───── Metin

BAKTERİ VE VİRÜS DÜŞMANI
Karadut, antioksidan bakımından oldukça zengindir. İnsan sağlığına inanılmaz faydalar sağlar. Yüzyıllardır özellikle alternatif tıpta şifa amaçlı tüketilir. Vücudu bakteri ve virüslerden arındıran mucize karadut, sindirim sistemi için fayda sağlayan besinler arasında favoridir. Karadut, yüksek lif oranı sayesinde kalp hastalıklarından kansere, göz sağlığından yüksek kolesterole kadar birçok hastalığa iyi gelen doğal bir şifa kaynağıdır. Vitamin ve mineral deposu olan bu mucizevi meyve, bazı yörelerde sade olarak da tüketilir. Karadut, ülkemizde pekmez, reçel ve kek, kurabiye yapımlarında kullanılır. Protein açısından zengindir. Kalsiyum, demir, folat, tiamin, nisain, A, E, C ve K vitamini içerir. Kırmızı kan hücrelerinin sayısını artırır. Organların oksijenlenmesini artırarak metabolizmanın daha sağlıklı çalışmasına yardımcı olur. Zeaksantin maddesi içerdiğinden retina sağlığını korur. Kemik sağlığı için önemli olan fosfor, kalsiyum ve magnezyum bakımından da oldukça zengindir. Özellikle kahvaltılarda tüketildiğinde gün boyu bağışıklık sistemin sağlığını koruyarak güçlenmesini sağlar. Zararlı mikroorganizmaların sayısını azaltmaya yardımcı olur. Bir başka faydası da, sindirimi hızlandırır. İçerdiği lif ile bağırsakları hareketlendirerek kabız ve gazın neden olduğu şişkinliği azaltır. Kolesterolü düşürerek kalp sağlığını korur.

──────────
───── Çalışma Malzemesi

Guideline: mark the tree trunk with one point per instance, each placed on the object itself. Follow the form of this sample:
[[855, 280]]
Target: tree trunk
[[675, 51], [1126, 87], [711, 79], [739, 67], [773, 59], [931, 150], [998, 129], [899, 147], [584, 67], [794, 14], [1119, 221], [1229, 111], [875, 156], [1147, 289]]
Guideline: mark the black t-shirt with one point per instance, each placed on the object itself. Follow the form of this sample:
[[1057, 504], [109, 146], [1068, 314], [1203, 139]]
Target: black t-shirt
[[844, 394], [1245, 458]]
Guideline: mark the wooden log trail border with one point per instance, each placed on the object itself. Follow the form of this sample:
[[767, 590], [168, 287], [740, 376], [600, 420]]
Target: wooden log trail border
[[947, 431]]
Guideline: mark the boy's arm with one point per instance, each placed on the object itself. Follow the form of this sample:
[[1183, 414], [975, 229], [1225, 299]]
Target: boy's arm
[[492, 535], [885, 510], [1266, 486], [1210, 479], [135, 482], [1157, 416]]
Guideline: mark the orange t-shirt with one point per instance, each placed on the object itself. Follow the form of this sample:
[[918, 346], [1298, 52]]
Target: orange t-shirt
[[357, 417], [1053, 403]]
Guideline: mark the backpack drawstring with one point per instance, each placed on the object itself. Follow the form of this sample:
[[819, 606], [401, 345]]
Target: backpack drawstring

──────────

Görevin Amacı >>
Karadut metnine göre lütfen şu soruları yanıtlayın:
1. Karadut ülkemizde hangi yiyeceklerin yapımında kullanılır?
2. Karadut hangi maddeyi içerdiği için retina sağlığını korur?
3. Karadut, kemik sağlığı için önemli olan hangi mineraller bakımından zengindir?

Görev Yanıtı >>
1. Pekmez, reçel, kek ve kurabiye yapımında kullanılır.
2. Zeaksantin.
3. Fosfor, kalsiyum ve magnezyum.